= EXERCISE DETAILS =
From the records below, output exactly the lines starting at the line with "Detect pink jacket" and ending at the line with "Detect background tree", both of them included, but no pictures.

= RECORDS SUPPLIED =

^^^^

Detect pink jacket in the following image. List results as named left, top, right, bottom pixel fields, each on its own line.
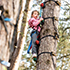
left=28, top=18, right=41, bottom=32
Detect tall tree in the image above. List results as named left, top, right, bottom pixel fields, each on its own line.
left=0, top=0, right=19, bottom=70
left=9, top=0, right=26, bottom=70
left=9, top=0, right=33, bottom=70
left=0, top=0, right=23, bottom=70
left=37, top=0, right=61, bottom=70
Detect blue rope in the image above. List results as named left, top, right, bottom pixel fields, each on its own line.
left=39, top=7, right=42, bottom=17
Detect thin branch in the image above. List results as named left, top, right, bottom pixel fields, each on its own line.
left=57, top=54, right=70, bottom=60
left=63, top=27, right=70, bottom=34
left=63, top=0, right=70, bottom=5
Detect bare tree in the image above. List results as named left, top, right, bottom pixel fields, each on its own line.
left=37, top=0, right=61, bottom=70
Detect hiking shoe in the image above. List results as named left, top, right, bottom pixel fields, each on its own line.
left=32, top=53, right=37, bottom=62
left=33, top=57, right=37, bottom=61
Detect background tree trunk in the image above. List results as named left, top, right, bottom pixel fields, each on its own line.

^^^^

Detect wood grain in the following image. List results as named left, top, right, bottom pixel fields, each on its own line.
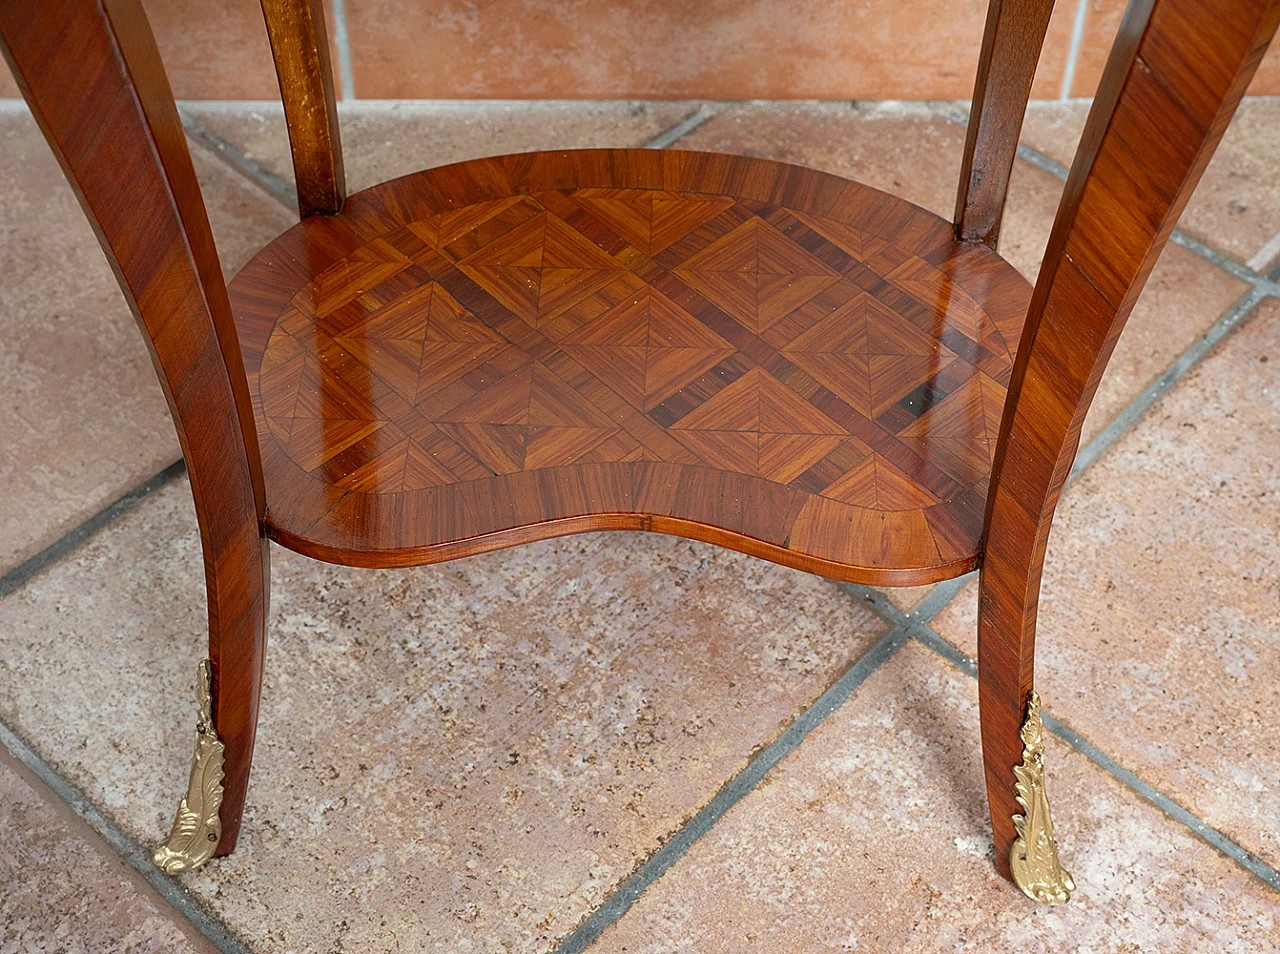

^^^^

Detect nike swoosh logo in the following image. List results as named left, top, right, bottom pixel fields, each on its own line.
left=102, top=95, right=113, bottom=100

^^^^

= EXERCISE SOLUTION =
Detect pink jacket in the following image. List results as named left, top, right, bottom pixel fields, each on its own line.
left=28, top=18, right=41, bottom=32
Detect tall tree in the image above. List results as named left, top, right, bottom pixel fields, each on its own line.
left=0, top=0, right=19, bottom=70
left=9, top=0, right=26, bottom=70
left=9, top=0, right=33, bottom=70
left=0, top=0, right=23, bottom=70
left=37, top=0, right=61, bottom=70
Detect blue rope in the image above. List results as named left, top, right, bottom pixel fields, each on its own line.
left=39, top=7, right=42, bottom=17
Detect thin branch in the image above. List results as named left, top, right, bottom pixel fields, each on its own line.
left=57, top=54, right=70, bottom=60
left=63, top=27, right=70, bottom=34
left=63, top=0, right=70, bottom=5
Detect bare tree in the image above. List results as named left, top, right, bottom pixel fields, each on its own line.
left=37, top=0, right=61, bottom=70
Detect hiking shoe in the image above. List results as named left, top, right, bottom pixel fields, each on its own line.
left=32, top=53, right=37, bottom=62
left=33, top=57, right=37, bottom=61
Detect background tree trunk in the image above. List results as named left, top, right, bottom pixel fields, each on its own line.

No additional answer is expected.